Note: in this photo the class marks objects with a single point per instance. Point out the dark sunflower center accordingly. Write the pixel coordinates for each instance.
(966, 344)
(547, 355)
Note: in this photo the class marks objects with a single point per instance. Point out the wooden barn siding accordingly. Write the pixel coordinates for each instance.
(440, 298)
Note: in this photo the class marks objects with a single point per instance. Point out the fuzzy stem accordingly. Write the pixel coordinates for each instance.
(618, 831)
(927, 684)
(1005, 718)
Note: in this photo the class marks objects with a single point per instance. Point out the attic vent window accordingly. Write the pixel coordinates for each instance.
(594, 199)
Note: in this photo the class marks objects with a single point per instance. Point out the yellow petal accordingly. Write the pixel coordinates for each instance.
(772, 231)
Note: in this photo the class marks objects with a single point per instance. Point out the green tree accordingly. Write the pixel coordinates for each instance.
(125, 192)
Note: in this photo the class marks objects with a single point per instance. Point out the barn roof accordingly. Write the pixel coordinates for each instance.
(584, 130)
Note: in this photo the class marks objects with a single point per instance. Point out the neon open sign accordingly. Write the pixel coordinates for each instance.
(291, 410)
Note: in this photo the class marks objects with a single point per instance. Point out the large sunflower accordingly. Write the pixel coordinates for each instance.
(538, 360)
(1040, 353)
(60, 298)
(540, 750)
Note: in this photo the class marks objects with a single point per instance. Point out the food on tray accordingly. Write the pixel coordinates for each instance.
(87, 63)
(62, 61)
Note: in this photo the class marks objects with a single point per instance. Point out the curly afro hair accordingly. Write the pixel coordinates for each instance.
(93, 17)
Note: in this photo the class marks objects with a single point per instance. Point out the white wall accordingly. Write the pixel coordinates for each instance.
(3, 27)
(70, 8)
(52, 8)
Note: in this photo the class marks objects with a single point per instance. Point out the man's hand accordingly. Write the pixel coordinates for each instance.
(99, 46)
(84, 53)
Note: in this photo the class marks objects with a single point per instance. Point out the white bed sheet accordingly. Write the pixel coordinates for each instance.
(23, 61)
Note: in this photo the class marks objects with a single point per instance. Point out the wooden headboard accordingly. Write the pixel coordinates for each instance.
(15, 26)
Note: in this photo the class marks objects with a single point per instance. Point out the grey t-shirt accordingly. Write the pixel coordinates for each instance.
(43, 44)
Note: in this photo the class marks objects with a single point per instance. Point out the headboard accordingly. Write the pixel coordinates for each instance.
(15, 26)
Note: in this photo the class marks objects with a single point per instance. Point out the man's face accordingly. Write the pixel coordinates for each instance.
----
▶ _WHAT THE TASK REQUIRES_:
Only these lines should appear in the reply: the one containing "out the grey", the last line of the data, and all lines between them, each copied exactly.

▶ _ANSWER SPACE_:
Note: in this photo the class marks objects with a single point per instance. Point out the grey t-shirt accordingly. Write the pixel coordinates for each instance.
(43, 44)
Note: in this photo the class marks objects with a single point per instance. Point out the headboard accordingly. Write the pixel coordinates for each instance.
(15, 26)
Note: in this photo the class marks objects with a single point per instance. Point out the man's face accordingly. Write the pixel coordinates for each instance.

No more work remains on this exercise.